INSTRUCTIONS =
(1) Say whether each statement agrees with the chip architecture excerpt. Answer yes or no for each, and quote the deciding words from the excerpt.
(a) Newly added chip platforms only need corresponding adaptation layers added.
(b) The first embodiment requires no recompilation.
(c) The prior art on the left side of FIG. 7A can connect to chips that support other types.
(2) Answer these questions from the chip architecture excerpt:
(a) In the image collection example, how many times must an application program be compiled to run on all supported chip platforms?
(b) Which interface standard appears in the analogy of equipment and displays?
(c) What level of abstraction does the first embodiment have?
(3) Reproduce the chip architecture excerpt starting with "The left side" and going on through "with chip characteristics.".

DOCUMENT EXCERPT =
↓↓↓

3. Reduction of Maintenance Cost:

    • Application programs and chip adaptation layers are maintained independently, reducing mutual influence;
    • Modification of the chip adaptation layer will not affect application programs;
    • Unified interface design facilitates code management and maintenance.

4. Enhancement of Expandability:

    • Support “pre-compilation and subsequent utilization,” and applications can run on any supported chip after compilation;
    • Newly added chip platforms only need to add corresponding adaptation layers;
    • Facilitate third-party developers to develop adaptation layers for new chips.

In general, compared with the first embodiment, the core difference of the reconstructed second embodiment according to the present invention lies in code organization and compilation running mechanisms rather than interface usage and code implementation. After reconstruction, the architecture maintains separation of chip code and applications and, at the same time, optimizes compilation and deployment processes through the design concept of “pre-compilation and subsequent utilization,” improving development efficiency and deployment flexibility, and is applicable to various algorithms and applications in the system.

Taking an image collection application as an example, after reconstruction, an application program only needs to be compiled once to run on all supported chip platforms, and at runtime, it can automatically match a corresponding chip implementation library. This design not only improves compilation efficiency but also strengthens expandability and maintainability of the system, laying a foundation for supporting more chip platforms in the future.

Through the analogy of “large equipment” and “display” introduced above, the advantages of this architecture can be understood more intuitively: just as the HDMI interface standard unifies connection manners of equipment and displays, the reconstructed architecture also realizes efficient decoupling and flexible combination of application programs and chip platforms through a unified interface and dynamic linking mechanism.

FIG. 7A and FIG. 7B illustrate comparisons in technical effects among the prior art, the first embodiment, and the second embodiment, respectively. FIG. 7A and FIG. 7B provide the evolution from the prior art to the present invention (the first embodiment) and then to the preferred mode of the present invention (the second embodiment) from left to right, respectively.

The left side of FIG. 7A illustrates the prior art (e.g., Tros of Horizon Company), which achieves the objective of supporting multiple chips within the RDK by implementing application-level abstraction. This prior art has the following characteristics: it has application-level HAL abstraction; the various chips of the RDK implement the aforementioned application-level abstraction; it can only connect to chips that support the RDK and cannot connect to chips that support other types; and the algorithm application needs to be coupled with chip characteristics.

The middle of FIG. 7A illustrates the first embodiment of the present invention, which achieves the objective of realizing multi-chip support. This embodiment has the following characteristics: having chip SDK-level abstraction; having more extensive abstraction to support more chip types; realizing isolation between algorithm applications and chip characteristics; and no code modification required, although recompilation is still necessary.

↑↑↑

DATASET ROWS =
↓↓↓

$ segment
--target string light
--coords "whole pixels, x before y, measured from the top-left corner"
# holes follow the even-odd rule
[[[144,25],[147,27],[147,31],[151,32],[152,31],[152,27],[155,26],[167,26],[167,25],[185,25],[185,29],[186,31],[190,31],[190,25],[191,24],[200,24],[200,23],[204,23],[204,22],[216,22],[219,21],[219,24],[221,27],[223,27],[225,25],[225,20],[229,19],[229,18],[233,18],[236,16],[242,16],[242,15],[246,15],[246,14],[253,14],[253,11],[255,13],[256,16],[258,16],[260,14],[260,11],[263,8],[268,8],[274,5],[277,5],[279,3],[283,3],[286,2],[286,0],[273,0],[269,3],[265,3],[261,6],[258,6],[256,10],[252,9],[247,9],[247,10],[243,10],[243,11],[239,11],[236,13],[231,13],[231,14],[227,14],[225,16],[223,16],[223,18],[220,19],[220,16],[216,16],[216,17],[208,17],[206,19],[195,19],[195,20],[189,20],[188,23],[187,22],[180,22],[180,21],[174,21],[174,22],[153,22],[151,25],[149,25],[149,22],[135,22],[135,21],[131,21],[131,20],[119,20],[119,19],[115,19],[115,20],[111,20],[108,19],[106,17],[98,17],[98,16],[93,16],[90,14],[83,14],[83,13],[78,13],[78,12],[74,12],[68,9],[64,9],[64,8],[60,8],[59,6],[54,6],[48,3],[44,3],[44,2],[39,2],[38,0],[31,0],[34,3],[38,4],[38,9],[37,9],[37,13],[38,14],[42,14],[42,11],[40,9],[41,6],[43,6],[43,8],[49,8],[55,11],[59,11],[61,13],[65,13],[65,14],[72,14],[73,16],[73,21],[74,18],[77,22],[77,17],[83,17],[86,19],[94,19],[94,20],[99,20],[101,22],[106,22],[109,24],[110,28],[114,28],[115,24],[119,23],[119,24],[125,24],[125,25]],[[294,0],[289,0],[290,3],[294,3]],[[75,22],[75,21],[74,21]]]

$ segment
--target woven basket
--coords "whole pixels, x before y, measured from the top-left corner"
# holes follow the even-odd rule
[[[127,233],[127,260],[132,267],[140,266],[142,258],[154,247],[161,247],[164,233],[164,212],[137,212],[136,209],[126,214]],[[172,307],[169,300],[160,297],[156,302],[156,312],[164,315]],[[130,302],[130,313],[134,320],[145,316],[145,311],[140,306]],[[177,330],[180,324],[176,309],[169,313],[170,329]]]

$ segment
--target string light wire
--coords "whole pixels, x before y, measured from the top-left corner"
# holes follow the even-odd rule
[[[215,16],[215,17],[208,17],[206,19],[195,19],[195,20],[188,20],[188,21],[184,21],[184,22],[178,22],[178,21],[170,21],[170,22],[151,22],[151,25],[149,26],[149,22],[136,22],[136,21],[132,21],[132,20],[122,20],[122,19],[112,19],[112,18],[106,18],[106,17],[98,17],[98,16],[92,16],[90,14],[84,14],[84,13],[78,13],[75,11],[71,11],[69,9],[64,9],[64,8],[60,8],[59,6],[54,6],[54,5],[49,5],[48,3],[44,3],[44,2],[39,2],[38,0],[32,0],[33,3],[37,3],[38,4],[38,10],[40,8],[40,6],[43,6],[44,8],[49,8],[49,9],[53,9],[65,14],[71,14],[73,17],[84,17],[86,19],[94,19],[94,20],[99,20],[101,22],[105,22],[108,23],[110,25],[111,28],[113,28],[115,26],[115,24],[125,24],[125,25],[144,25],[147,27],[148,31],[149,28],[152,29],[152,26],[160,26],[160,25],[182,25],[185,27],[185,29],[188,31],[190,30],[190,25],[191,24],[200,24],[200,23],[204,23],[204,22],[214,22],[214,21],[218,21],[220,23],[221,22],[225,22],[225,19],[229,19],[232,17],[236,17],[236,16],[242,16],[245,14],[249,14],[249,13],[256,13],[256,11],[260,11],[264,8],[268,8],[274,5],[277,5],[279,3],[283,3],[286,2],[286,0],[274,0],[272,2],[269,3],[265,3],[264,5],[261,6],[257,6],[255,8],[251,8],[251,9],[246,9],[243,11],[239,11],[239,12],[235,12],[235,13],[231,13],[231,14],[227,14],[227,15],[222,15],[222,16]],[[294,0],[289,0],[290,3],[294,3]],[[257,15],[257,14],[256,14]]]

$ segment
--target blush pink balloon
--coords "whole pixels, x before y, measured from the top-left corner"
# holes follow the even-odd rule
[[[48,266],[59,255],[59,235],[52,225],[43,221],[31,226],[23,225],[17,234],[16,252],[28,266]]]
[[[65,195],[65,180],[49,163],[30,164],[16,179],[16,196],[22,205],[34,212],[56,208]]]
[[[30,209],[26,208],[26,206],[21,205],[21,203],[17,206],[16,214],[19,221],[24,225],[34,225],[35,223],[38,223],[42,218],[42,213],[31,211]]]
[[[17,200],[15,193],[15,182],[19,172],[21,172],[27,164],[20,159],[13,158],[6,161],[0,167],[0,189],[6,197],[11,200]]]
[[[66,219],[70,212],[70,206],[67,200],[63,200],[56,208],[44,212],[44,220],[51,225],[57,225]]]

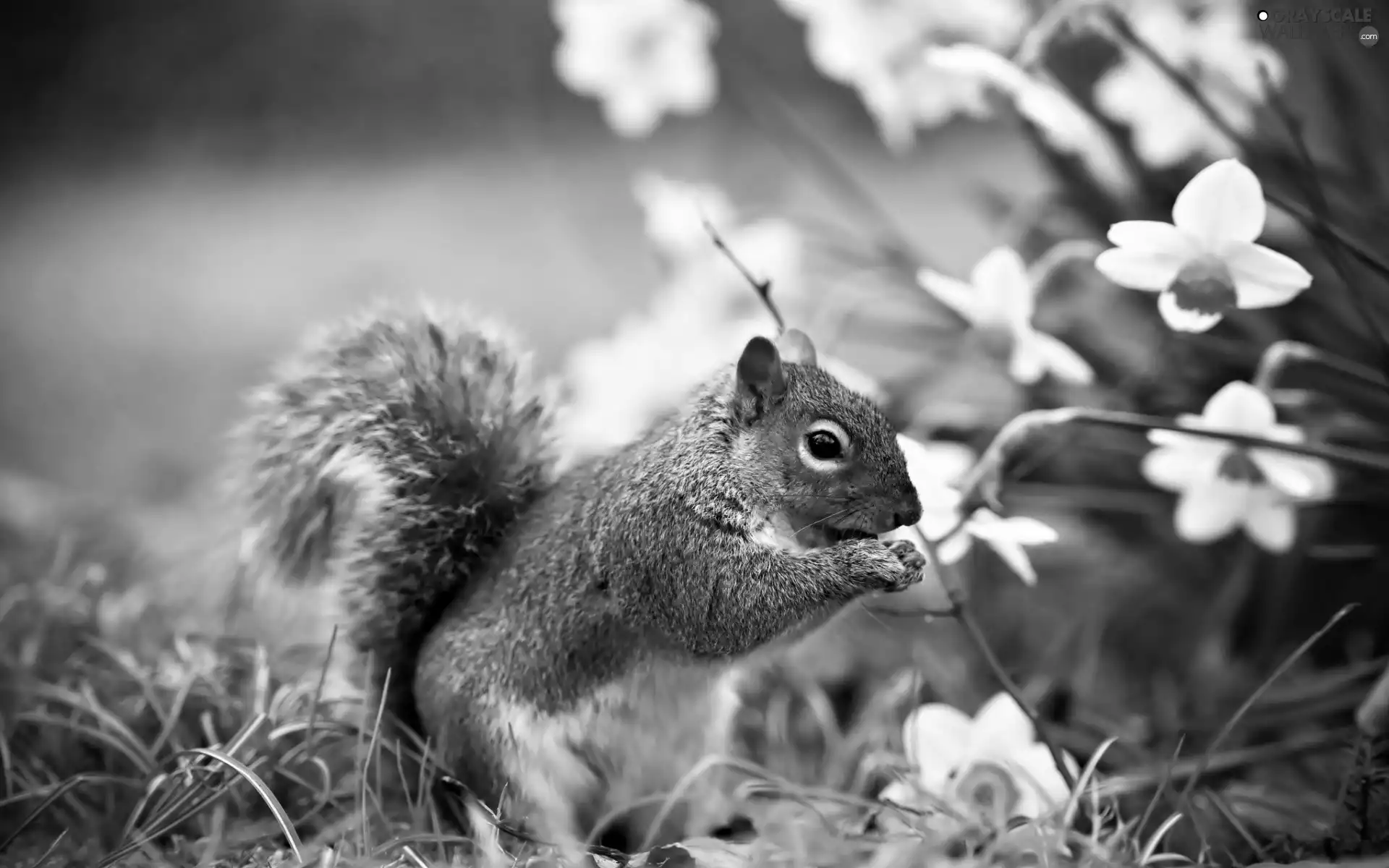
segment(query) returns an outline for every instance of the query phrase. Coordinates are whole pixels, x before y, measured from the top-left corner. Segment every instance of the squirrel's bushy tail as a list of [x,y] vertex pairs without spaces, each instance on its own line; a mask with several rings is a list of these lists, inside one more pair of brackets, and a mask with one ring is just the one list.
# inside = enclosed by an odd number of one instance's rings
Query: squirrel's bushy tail
[[346,637],[415,726],[425,635],[553,465],[549,390],[465,311],[389,306],[304,342],[235,432],[243,562],[342,592]]

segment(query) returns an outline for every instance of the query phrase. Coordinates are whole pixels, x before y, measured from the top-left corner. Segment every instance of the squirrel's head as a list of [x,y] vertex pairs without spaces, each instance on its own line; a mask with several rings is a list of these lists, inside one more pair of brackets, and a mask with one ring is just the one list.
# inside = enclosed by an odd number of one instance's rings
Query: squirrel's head
[[803,539],[832,543],[921,519],[888,418],[817,365],[795,329],[753,337],[733,376],[735,454],[765,503]]

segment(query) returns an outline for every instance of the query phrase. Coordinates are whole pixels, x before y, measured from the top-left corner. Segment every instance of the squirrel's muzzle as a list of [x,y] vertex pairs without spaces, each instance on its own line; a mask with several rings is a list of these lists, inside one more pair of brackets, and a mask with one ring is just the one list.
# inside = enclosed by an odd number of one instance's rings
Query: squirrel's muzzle
[[921,521],[921,499],[915,489],[908,489],[882,506],[874,517],[874,533],[886,533],[897,528],[906,528]]

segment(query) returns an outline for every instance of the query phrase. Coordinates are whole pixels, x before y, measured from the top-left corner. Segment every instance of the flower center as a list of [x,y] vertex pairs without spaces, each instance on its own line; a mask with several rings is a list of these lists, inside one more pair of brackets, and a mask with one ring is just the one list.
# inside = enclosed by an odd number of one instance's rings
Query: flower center
[[1013,817],[1022,792],[1008,769],[997,762],[975,762],[958,774],[954,792],[963,804],[1003,826]]
[[1172,279],[1171,292],[1183,311],[1226,314],[1239,306],[1235,278],[1215,256],[1197,257],[1183,265]]
[[1221,479],[1247,482],[1249,485],[1263,485],[1267,479],[1264,471],[1258,469],[1254,460],[1249,457],[1249,451],[1243,449],[1229,450],[1221,458],[1220,467],[1215,468],[1215,475]]

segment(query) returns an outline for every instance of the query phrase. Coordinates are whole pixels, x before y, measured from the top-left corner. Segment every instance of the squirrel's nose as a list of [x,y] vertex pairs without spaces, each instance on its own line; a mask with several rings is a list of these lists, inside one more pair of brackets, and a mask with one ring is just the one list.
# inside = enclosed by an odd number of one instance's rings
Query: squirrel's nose
[[903,508],[892,514],[892,521],[897,528],[906,528],[921,521],[921,499],[917,497],[915,492],[911,493],[911,499],[903,504]]

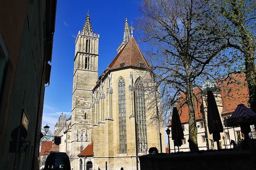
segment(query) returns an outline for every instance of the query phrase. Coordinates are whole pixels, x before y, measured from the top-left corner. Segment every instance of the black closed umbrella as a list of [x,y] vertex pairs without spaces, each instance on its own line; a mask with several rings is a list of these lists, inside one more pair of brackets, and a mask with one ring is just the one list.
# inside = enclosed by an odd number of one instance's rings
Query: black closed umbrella
[[182,140],[184,139],[184,133],[181,125],[180,116],[177,107],[173,107],[172,115],[172,139],[174,141],[174,147],[179,147],[182,145]]
[[223,126],[216,101],[211,91],[207,92],[207,123],[209,133],[210,134],[213,134],[213,140],[217,142],[217,147],[219,149],[220,133],[223,132]]

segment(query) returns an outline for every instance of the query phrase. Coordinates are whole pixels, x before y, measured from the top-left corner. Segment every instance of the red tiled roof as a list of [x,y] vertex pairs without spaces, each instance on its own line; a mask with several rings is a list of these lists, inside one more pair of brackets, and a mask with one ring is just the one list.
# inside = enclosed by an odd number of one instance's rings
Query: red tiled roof
[[54,143],[52,145],[52,149],[50,150],[50,152],[59,152],[59,149],[60,148],[59,145],[57,145],[56,144]]
[[149,66],[134,38],[132,37],[118,53],[108,66],[110,70],[120,68],[120,64],[124,63],[124,67],[134,66],[148,68]]
[[247,104],[249,93],[245,82],[245,74],[243,72],[232,75],[219,83],[223,104],[222,114],[233,112],[240,103]]
[[52,141],[42,141],[41,146],[41,155],[48,155],[52,147]]
[[[194,90],[194,92],[197,99],[197,102],[195,102],[195,111],[196,112],[196,119],[199,120],[203,118],[203,114],[201,112],[200,108],[202,107],[201,105],[202,103],[202,98],[200,96],[200,90],[199,88],[196,88]],[[185,123],[188,121],[188,106],[187,104],[184,104],[186,96],[184,94],[182,94],[180,96],[180,99],[179,100],[179,102],[177,104],[177,109],[178,109],[180,118],[181,123]],[[172,121],[170,120],[168,126],[172,125]]]
[[79,154],[78,156],[93,156],[93,142],[86,147]]
[[[237,105],[240,103],[246,104],[248,103],[249,94],[245,82],[245,74],[241,73],[233,74],[230,76],[230,78],[223,80],[218,83],[220,88],[220,95],[223,106],[222,114],[233,112]],[[202,107],[202,106],[201,106],[202,103],[202,97],[199,88],[194,89],[194,92],[197,99],[197,102],[195,102],[196,120],[200,120],[202,119],[203,116],[201,111],[201,109],[203,109]],[[188,105],[184,104],[185,97],[184,94],[181,95],[180,102],[176,106],[182,123],[186,123],[188,121]],[[202,109],[200,109],[201,107]],[[168,126],[171,125],[171,121],[170,120]]]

↑↑↑

FULL SOLUTIONS =
(1)
(a) Yes: "Newly added chip platforms only need to add corresponding adaptation layers"
(b) No: "no code modification required, although recompilation is still necessary"
(c) No: "it can only connect to chips that support the RDK and cannot connect to chips that support other types"

(2)
(a) Once
(b) The HDMI interface standard
(c) Chip SDK-level abstraction

(3)
The left side of FIG. 7A illustrates the prior art (e.g., Tros of Horizon Company), which achieves the objective of supporting multiple chips within the RDK by implementing application-level abstraction. This prior art has the following characteristics: it has application-level HAL abstraction; the various chips of the RDK implement the aforementioned application-level abstraction; it can only connect to chips that support the RDK and cannot connect to chips that support other types; and the algorithm application needs to be coupled with chip characteristics.